[Items listed in a dataset]
···

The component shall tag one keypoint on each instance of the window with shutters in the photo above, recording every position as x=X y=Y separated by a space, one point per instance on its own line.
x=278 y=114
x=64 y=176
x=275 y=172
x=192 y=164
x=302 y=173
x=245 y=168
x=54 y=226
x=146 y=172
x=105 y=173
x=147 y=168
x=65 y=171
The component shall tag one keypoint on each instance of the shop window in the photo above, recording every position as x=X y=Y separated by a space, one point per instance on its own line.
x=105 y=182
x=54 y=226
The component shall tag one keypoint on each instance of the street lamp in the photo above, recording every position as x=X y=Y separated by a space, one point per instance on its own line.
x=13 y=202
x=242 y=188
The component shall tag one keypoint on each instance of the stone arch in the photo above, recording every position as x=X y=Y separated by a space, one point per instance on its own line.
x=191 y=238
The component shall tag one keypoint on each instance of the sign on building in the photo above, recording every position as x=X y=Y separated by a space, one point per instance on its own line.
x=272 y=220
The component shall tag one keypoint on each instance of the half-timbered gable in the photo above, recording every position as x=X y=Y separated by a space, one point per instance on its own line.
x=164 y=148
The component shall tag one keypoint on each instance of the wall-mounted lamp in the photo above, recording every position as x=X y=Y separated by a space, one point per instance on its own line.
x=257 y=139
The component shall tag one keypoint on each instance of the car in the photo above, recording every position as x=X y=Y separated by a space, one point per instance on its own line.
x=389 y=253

···

> **DIRECTIVE**: Rewrite all the items above, changing every "keypoint" to "marker" and leaving everything else unchanged.

> **EXERCISE SOLUTION**:
The component shall tag one marker on each instance of the window with shutters in the photo above, recording every position as x=X y=Y separated by a space, one point per instance on its own line.
x=278 y=114
x=64 y=176
x=275 y=172
x=192 y=164
x=302 y=173
x=245 y=168
x=54 y=226
x=146 y=172
x=105 y=173
x=147 y=168
x=65 y=171
The component shall tag one marker on each instance of the shop window in the photo above, recording every position as x=X y=Y separated by a space, one point per instance on its own line.
x=105 y=182
x=54 y=226
The component shall tag one marker on each instance of the street lamp in the photo above, recording every position as x=X y=Y separated by a space, one point per instance on its own line.
x=13 y=202
x=242 y=188
The component shall tag one marker on each instance of the stone arch in the photo above, recording every position as x=X y=Y separated by a space, one point per instance on its own line.
x=191 y=238
The component shall tag one marker on each instance of the sign on building in the photo above, recording every position as x=X y=Y separated by a space, one point per instance on its own line.
x=272 y=220
The component shall tag one marker on each instance of the half-timbered gable in the photo above, recording every position as x=X y=Y separated by a space, one point per instance on its own line.
x=164 y=148
The component shall tag one marker on each instance of the wall-mounted lamp in the photo above, recording every position as x=X y=Y separated by a space, one point per instance on its own line.
x=257 y=139
The component shall tag one marker on each instance of the car in the photo above, recording every position as x=X y=Y separated by a space, one point per instance on its own line.
x=389 y=253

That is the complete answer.